* Source text:
^^^^^^^^
The jury pool will be drawn from New Castle County, Delaware, where Democrats outnumber members of Trump’s Republican party more than two-to-one, according to the state’s Department of Elections.

Biden represented Delaware in the U.S. Senate from 1973 until 2009. Fox News and its conservative commentators were generally supportive of Trump during his presidency.

In Delaware, attorneys aren’t allowed to speak directly with potential jurors. Instead, Superior Court Judge Eric Davis, who is presiding over the case, will question them behind closed doors, using questions both sides have agreed to, including whether potential jurors have ever “worked in a newsroom” and whether “they regularly watch any Fox News programs.”

If a prospective juror responds “yes,” Davis may ask follow-up questions.

After the judge identifies 36 potential jurors, they will be brought to the courtroom and each side’s attorneys will have six “peremptory strikes,” in which they can dismiss a potential juror without giving a reason for doing so.

The streamlined process allows for jury selection to happen more quickly than it does in some other states: Davis has allotted two days.

Dominion’s lawsuit describes panic inside Fox News about alienating viewers by not lining up with Trump’s false claims he won the 2020 election, as well as some doubts about the election machine claims.
^^^^^^^^
* Aim 1:
Answer these questions using the jury selection text:
(a) From which county will the jury pool be drawn?
(b) How many peremptory strikes will each side's attorneys have?
(c) How many days has Davis allotted for jury selection?

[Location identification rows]
^^^^^^^^
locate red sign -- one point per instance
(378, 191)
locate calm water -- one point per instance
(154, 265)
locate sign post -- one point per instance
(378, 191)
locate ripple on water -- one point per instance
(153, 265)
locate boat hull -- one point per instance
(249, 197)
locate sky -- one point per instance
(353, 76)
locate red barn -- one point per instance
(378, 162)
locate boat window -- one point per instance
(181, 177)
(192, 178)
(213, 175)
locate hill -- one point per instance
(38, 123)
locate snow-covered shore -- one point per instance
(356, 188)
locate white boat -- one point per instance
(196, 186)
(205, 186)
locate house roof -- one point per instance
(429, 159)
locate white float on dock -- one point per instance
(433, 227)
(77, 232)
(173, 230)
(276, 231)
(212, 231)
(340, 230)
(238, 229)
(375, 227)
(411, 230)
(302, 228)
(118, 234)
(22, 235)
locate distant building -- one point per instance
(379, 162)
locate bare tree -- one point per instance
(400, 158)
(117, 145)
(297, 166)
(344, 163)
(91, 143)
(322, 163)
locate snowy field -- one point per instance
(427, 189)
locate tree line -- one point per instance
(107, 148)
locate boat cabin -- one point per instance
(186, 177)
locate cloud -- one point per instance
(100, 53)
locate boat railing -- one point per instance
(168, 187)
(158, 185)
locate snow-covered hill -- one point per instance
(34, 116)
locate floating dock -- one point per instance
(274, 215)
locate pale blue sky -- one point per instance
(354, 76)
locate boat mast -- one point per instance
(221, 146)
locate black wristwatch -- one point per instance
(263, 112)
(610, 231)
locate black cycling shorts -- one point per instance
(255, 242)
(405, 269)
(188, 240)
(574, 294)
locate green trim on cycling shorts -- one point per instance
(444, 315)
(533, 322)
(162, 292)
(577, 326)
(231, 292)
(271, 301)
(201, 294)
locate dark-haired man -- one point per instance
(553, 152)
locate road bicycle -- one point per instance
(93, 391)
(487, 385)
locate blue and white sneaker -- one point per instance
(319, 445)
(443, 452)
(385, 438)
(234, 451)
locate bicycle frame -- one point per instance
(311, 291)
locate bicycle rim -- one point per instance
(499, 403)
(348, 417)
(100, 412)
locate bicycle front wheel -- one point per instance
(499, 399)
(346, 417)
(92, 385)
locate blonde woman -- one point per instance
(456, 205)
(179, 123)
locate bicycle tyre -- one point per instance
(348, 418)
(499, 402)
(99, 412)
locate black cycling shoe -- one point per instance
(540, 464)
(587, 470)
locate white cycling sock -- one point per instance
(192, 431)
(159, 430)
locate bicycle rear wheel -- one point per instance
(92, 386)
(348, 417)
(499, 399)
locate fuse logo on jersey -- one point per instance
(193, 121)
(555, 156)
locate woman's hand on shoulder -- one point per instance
^^^^^^^^
* Aim 2:
Report every line in the rows that contains the string "woman".

* Exercise solution 1:
(a) New Castle County, Delaware.
(b) Six.
(c) Two days.

* Exercise solution 2:
locate blonde woman -- one point per instance
locate woman's hand on shoulder -- one point per instance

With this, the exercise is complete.